Description of the task> Take the entries below and print only the lines from the one with "Detect the tree in the picture above." through the one with "Detect the red", exactly as they stand, both ends included.

[Phrase grounding data]
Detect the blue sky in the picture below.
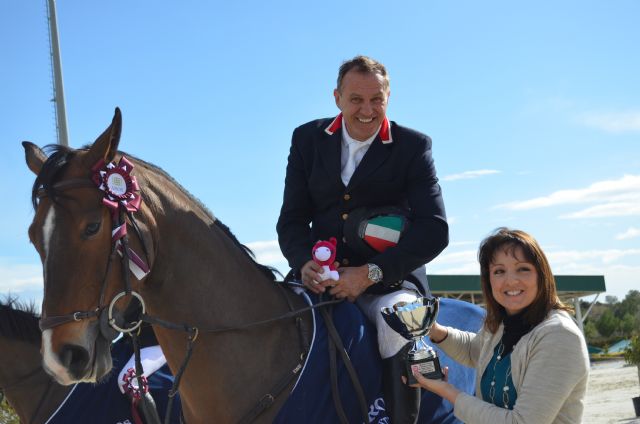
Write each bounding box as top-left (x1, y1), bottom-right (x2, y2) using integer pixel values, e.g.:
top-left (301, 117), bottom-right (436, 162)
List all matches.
top-left (1, 1), bottom-right (638, 306)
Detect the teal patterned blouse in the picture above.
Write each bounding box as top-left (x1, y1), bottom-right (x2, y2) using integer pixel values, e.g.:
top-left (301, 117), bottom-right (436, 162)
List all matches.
top-left (480, 342), bottom-right (517, 409)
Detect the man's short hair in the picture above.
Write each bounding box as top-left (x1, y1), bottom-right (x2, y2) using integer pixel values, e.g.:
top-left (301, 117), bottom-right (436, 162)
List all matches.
top-left (337, 55), bottom-right (390, 92)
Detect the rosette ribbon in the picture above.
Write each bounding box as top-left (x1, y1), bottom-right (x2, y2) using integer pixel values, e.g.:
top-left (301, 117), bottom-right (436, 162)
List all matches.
top-left (122, 367), bottom-right (150, 400)
top-left (92, 157), bottom-right (150, 280)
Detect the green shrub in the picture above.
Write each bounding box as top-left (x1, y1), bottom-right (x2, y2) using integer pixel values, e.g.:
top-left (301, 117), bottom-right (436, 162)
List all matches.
top-left (625, 335), bottom-right (640, 367)
top-left (0, 397), bottom-right (19, 424)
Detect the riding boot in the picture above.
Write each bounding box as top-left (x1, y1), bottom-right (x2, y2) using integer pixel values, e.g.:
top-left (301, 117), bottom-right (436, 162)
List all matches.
top-left (382, 343), bottom-right (420, 424)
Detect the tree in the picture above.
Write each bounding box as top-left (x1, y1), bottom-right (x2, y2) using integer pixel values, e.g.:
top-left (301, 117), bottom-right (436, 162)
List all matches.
top-left (583, 320), bottom-right (599, 341)
top-left (596, 309), bottom-right (619, 338)
top-left (624, 336), bottom-right (640, 393)
top-left (0, 398), bottom-right (19, 424)
top-left (620, 313), bottom-right (638, 338)
top-left (617, 290), bottom-right (640, 319)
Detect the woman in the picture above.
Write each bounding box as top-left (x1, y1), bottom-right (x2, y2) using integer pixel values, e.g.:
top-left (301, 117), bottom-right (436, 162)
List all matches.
top-left (410, 228), bottom-right (589, 423)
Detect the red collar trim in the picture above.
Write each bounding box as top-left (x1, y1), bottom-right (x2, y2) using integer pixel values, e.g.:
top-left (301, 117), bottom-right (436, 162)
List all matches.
top-left (324, 114), bottom-right (343, 135)
top-left (379, 116), bottom-right (392, 144)
top-left (324, 113), bottom-right (393, 144)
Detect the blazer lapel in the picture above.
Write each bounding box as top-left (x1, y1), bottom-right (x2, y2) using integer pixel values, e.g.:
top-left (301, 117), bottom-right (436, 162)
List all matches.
top-left (347, 135), bottom-right (391, 190)
top-left (318, 128), bottom-right (343, 186)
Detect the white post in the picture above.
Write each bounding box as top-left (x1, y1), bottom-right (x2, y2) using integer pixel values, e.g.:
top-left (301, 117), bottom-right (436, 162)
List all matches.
top-left (47, 0), bottom-right (69, 146)
top-left (574, 297), bottom-right (584, 334)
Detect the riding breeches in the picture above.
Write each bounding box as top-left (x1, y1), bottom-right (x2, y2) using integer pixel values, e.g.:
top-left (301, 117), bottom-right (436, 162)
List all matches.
top-left (357, 282), bottom-right (423, 359)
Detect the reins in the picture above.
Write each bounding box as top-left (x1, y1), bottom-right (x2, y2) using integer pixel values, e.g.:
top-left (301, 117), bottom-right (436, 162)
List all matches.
top-left (36, 174), bottom-right (369, 424)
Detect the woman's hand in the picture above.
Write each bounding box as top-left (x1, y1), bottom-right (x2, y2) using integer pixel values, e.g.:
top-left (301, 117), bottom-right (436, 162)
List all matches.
top-left (429, 322), bottom-right (448, 344)
top-left (402, 367), bottom-right (461, 405)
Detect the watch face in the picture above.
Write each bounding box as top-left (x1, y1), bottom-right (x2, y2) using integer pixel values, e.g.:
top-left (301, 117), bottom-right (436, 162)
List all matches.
top-left (368, 264), bottom-right (382, 282)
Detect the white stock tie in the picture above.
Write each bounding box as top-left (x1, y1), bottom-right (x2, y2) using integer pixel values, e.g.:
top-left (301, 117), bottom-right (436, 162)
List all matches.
top-left (341, 141), bottom-right (369, 186)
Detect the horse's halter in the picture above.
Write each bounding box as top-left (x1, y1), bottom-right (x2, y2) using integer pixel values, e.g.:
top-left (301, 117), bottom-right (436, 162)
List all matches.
top-left (36, 157), bottom-right (150, 340)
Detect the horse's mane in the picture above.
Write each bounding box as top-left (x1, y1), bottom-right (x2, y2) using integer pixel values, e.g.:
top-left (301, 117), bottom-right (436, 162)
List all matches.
top-left (0, 297), bottom-right (41, 345)
top-left (31, 144), bottom-right (279, 281)
top-left (130, 154), bottom-right (279, 281)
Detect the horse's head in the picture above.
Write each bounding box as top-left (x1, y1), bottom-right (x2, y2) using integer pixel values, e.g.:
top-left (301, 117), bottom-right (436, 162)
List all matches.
top-left (23, 108), bottom-right (147, 385)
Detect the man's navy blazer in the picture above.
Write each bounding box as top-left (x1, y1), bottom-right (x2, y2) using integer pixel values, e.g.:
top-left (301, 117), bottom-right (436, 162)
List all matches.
top-left (277, 115), bottom-right (448, 294)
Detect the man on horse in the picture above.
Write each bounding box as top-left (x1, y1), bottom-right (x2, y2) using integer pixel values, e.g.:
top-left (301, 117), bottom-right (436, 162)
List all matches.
top-left (277, 55), bottom-right (448, 424)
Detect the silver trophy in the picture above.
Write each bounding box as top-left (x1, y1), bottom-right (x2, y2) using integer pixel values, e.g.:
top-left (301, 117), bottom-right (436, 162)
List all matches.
top-left (381, 296), bottom-right (444, 384)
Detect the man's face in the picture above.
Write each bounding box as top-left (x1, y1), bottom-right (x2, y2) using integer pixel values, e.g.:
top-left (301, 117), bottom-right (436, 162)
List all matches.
top-left (334, 70), bottom-right (389, 141)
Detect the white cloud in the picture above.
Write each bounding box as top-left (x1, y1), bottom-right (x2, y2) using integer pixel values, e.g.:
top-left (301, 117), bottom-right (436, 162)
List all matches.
top-left (560, 201), bottom-right (640, 219)
top-left (616, 227), bottom-right (640, 240)
top-left (496, 175), bottom-right (640, 218)
top-left (429, 249), bottom-right (477, 268)
top-left (0, 262), bottom-right (42, 291)
top-left (579, 110), bottom-right (640, 133)
top-left (442, 169), bottom-right (500, 182)
top-left (429, 262), bottom-right (479, 275)
top-left (448, 240), bottom-right (477, 248)
top-left (537, 248), bottom-right (640, 299)
top-left (546, 248), bottom-right (640, 265)
top-left (246, 240), bottom-right (288, 273)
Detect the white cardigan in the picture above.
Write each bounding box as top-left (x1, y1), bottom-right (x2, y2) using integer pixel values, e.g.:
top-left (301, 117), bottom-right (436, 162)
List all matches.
top-left (438, 310), bottom-right (590, 423)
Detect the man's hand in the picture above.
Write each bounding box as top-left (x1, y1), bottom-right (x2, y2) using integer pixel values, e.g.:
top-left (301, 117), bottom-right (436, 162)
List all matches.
top-left (322, 265), bottom-right (374, 302)
top-left (300, 259), bottom-right (340, 294)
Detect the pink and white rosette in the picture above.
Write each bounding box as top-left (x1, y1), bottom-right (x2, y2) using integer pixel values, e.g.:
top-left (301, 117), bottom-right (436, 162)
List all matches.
top-left (122, 367), bottom-right (149, 400)
top-left (92, 157), bottom-right (150, 280)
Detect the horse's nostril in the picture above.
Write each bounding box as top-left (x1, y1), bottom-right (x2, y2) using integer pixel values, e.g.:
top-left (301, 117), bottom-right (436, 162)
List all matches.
top-left (60, 344), bottom-right (90, 378)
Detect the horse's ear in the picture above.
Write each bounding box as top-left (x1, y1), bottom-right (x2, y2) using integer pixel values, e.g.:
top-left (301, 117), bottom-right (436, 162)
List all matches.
top-left (83, 107), bottom-right (122, 168)
top-left (22, 141), bottom-right (47, 175)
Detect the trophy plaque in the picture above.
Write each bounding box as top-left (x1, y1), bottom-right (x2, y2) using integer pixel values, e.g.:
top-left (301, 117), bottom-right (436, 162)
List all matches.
top-left (381, 296), bottom-right (444, 384)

Solution to this task>
Detect the tree in the picture above.
Write each bounding box as top-left (x1, y1), bottom-right (x2, y2) using integer pixel values, e.g.:
top-left (301, 117), bottom-right (436, 162)
List all matches.
top-left (583, 320), bottom-right (599, 341)
top-left (596, 309), bottom-right (619, 338)
top-left (624, 336), bottom-right (640, 393)
top-left (0, 398), bottom-right (19, 424)
top-left (620, 313), bottom-right (638, 338)
top-left (617, 290), bottom-right (640, 319)
Detect the woman in the picture above.
Write each bounding box as top-left (x1, y1), bottom-right (x2, y2) using integer pixel values, e.g.:
top-left (301, 117), bottom-right (436, 162)
List all matches.
top-left (410, 228), bottom-right (589, 423)
Detect the red collar trim in the picture above.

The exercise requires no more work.